◆ Exercise details:
Output all of the entries exactly as written.

##############################

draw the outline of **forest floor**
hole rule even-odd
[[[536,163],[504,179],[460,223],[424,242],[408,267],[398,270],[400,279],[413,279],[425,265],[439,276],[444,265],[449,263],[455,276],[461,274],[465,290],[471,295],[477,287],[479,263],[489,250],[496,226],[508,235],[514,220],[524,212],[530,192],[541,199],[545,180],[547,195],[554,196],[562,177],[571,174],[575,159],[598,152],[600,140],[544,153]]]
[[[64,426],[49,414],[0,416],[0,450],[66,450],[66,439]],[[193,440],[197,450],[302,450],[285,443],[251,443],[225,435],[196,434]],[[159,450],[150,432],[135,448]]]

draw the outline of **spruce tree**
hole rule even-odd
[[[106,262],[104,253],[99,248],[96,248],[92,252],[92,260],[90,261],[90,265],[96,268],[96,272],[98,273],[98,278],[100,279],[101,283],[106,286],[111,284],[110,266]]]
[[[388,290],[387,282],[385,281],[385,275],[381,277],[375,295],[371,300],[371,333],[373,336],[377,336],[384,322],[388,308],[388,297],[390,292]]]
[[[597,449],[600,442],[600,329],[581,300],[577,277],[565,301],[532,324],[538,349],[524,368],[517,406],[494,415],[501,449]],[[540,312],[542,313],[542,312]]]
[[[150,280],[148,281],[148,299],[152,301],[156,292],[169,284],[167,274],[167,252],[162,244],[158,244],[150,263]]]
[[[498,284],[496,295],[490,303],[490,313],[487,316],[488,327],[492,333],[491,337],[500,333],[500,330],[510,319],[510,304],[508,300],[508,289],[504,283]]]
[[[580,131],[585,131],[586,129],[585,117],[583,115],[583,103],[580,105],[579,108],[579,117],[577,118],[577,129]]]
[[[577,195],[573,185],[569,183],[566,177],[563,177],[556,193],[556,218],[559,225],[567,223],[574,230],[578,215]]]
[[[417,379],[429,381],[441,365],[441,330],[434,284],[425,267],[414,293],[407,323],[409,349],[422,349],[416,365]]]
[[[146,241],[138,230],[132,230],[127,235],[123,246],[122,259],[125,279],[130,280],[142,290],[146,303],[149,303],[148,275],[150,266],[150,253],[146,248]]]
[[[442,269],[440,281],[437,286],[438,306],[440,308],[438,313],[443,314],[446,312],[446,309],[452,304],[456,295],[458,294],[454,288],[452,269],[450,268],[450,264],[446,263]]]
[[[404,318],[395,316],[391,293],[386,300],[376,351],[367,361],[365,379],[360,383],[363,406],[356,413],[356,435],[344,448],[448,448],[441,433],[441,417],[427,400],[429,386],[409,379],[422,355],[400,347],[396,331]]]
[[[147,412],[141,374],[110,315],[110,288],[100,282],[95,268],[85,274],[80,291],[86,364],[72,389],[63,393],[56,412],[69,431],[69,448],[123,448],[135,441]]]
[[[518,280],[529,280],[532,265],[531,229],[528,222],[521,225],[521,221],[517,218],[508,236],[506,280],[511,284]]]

##############################

◆ Solution below:
draw the outline of **forest floor**
hole rule even-odd
[[[536,163],[504,179],[460,223],[424,242],[408,267],[398,270],[400,279],[413,279],[425,265],[439,276],[444,265],[449,263],[455,276],[461,274],[465,290],[471,295],[477,287],[479,263],[489,250],[496,226],[508,235],[514,220],[524,212],[530,192],[541,199],[545,180],[547,195],[554,196],[562,177],[571,174],[575,159],[598,152],[600,140],[544,153]]]
[[[64,426],[49,414],[0,416],[0,450],[66,450],[66,439]],[[193,440],[197,450],[302,450],[285,443],[251,443],[225,435],[196,434]],[[159,450],[150,432],[135,448]]]

draw the outline of **spruce tree**
hole rule even-odd
[[[106,262],[104,253],[99,248],[96,248],[92,252],[92,260],[90,261],[90,265],[96,268],[96,272],[98,273],[98,278],[100,279],[101,283],[106,286],[111,284],[110,266]]]
[[[388,290],[387,282],[385,281],[385,275],[381,277],[375,295],[371,300],[371,333],[373,336],[377,336],[384,322],[388,308],[388,297],[390,292]]]
[[[597,449],[600,442],[600,329],[581,300],[577,277],[565,301],[532,324],[538,349],[524,368],[517,406],[494,415],[501,449]],[[540,312],[542,313],[542,312]]]
[[[150,280],[148,281],[148,299],[152,301],[156,292],[169,284],[167,274],[167,252],[162,244],[158,244],[150,263]]]
[[[498,284],[496,295],[490,303],[490,313],[487,316],[488,327],[492,333],[491,337],[500,333],[500,330],[510,319],[510,304],[508,300],[508,289],[504,283]]]
[[[580,131],[585,131],[586,129],[585,117],[583,115],[583,103],[580,105],[579,108],[579,117],[577,118],[577,129]]]
[[[577,195],[573,185],[569,183],[566,177],[563,177],[556,193],[556,218],[559,225],[567,223],[574,230],[578,215]]]
[[[417,379],[429,381],[441,365],[441,330],[434,284],[425,267],[414,293],[407,323],[409,349],[422,349],[416,365]]]
[[[146,241],[138,230],[132,230],[127,235],[123,246],[122,259],[125,279],[130,280],[142,290],[146,303],[149,303],[148,275],[150,266],[150,253],[146,248]]]
[[[442,269],[440,281],[437,286],[438,306],[440,308],[438,313],[443,314],[446,312],[446,309],[452,304],[456,295],[458,294],[454,288],[452,269],[450,268],[450,264],[446,263]]]
[[[404,318],[395,316],[391,293],[386,300],[376,351],[367,361],[365,379],[360,383],[363,406],[356,413],[356,435],[344,448],[448,448],[441,433],[441,417],[427,400],[429,386],[409,379],[422,355],[400,347],[396,331]]]
[[[147,412],[141,374],[110,315],[110,288],[100,282],[95,268],[85,274],[80,291],[86,364],[72,389],[63,393],[56,412],[69,431],[69,448],[123,448],[135,441]]]
[[[518,280],[529,280],[532,265],[531,229],[528,222],[521,225],[521,221],[517,218],[508,236],[506,280],[511,284]]]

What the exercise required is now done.